What you are asked to do: Each record needs to be transcribed word for word, though without its pictures.

Stored items:

************

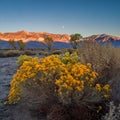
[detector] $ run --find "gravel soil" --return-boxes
[0,57,46,120]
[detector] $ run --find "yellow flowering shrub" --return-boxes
[55,62,98,95]
[7,52,111,104]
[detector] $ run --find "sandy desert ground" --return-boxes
[0,57,46,120]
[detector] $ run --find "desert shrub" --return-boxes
[78,41,109,70]
[6,52,111,119]
[79,41,120,104]
[17,40,26,50]
[3,50,20,57]
[39,51,49,56]
[23,50,35,55]
[52,50,63,55]
[16,55,33,66]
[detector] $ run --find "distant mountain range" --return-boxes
[0,30,70,42]
[84,34,120,47]
[0,31,120,48]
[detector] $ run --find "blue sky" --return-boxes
[0,0,120,37]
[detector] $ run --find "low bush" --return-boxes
[39,51,49,56]
[6,52,111,119]
[52,50,63,55]
[3,50,20,57]
[16,55,33,66]
[23,50,35,55]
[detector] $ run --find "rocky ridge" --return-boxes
[1,31,120,42]
[0,30,70,43]
[84,34,120,42]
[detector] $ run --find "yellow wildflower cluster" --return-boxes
[8,56,65,104]
[7,52,111,104]
[8,57,40,104]
[55,62,98,95]
[95,84,111,98]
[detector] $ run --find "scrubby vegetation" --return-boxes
[3,50,20,57]
[8,39,26,50]
[4,41,120,120]
[70,33,83,49]
[16,55,33,66]
[41,37,53,51]
[0,49,36,57]
[23,49,35,55]
[78,42,120,105]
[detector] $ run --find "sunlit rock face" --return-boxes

************

Answer for this exercise:
[detector] $ run --find "gravel soil" --return-boxes
[0,57,46,120]
[detector] $ run --find "yellow flowering shrub" --return-boxes
[55,62,98,95]
[7,52,111,104]
[detector] $ run --find "sandy desert ground" --return-boxes
[0,57,46,120]
[detector] $ run --find "desert shrub" --return-boxes
[78,41,109,70]
[6,52,111,119]
[79,41,120,104]
[17,40,26,50]
[3,50,20,57]
[39,51,49,56]
[23,50,35,55]
[52,50,63,55]
[16,55,33,66]
[detector] $ run --find "distant mountain range" --return-boxes
[0,30,70,42]
[84,34,120,47]
[0,31,120,48]
[detector] $ run --find "blue sky" --return-boxes
[0,0,120,37]
[detector] $ run --find "low bush" --return-boxes
[39,51,49,56]
[6,52,111,119]
[52,50,63,55]
[3,50,20,57]
[16,55,33,66]
[23,50,35,55]
[detector] $ run --find "rocky ridge" --return-boxes
[1,31,120,42]
[0,30,70,43]
[84,34,120,42]
[detector] $ run --find "yellow wildflower cluster" --return-boxes
[8,56,65,104]
[7,52,111,104]
[8,57,40,104]
[55,62,98,95]
[95,84,111,98]
[detector] $ run --find "scrubby vegetation" --return-boxes
[3,50,20,57]
[8,39,26,50]
[4,41,120,120]
[70,33,83,49]
[16,55,33,66]
[41,37,53,51]
[0,49,36,57]
[23,49,35,55]
[78,42,120,105]
[detector] $ run --find "sunlit rock face" --return-boxes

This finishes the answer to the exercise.